Would you set down each line of the data below exactly?

----- EXERCISE DATA -----

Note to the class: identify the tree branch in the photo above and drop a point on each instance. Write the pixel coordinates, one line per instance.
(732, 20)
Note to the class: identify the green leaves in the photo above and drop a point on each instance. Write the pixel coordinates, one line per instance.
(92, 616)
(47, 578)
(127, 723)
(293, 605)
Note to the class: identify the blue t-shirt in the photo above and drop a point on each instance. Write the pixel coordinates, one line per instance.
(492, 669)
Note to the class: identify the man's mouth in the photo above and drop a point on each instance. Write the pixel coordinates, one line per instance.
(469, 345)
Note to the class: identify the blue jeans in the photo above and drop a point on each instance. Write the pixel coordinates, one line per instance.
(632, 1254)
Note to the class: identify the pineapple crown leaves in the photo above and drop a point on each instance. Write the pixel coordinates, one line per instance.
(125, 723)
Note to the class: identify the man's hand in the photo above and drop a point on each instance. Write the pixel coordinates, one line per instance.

-----

- SOLVED EXERCISE -
Note to the class: identify the tree branch in the photo above and drop a point on each instance. Write the pixel coordinates, one line per instance.
(732, 20)
Note to the class: identify the green leaves in the photo above and drop a point on each instance. Write the pixel coordinates, one line per instance.
(92, 616)
(47, 578)
(127, 723)
(293, 605)
Note to the class: identify the blue t-shirt in the photo above and drop a point on each instance. Write the pixel coordinates, one line per instance.
(492, 669)
Note to the class: identify the man's mouth in the photo above and drop a point on each instance. Write the pixel coordinates, one line per instance.
(469, 345)
Note to the class: identify the blue jeans in the photo above and drop a point on each instance. Write the pixel coordinates, one line per instance.
(632, 1254)
Note to the class: identify the pineapple crown leaves in the photo above and drop a point on each instance. Write the pixel coordinates, one line per instance.
(125, 723)
Note to the class: identify the man's hand in the photo above and drop a point on each instance. Write the pixel coordinates, one line per instance.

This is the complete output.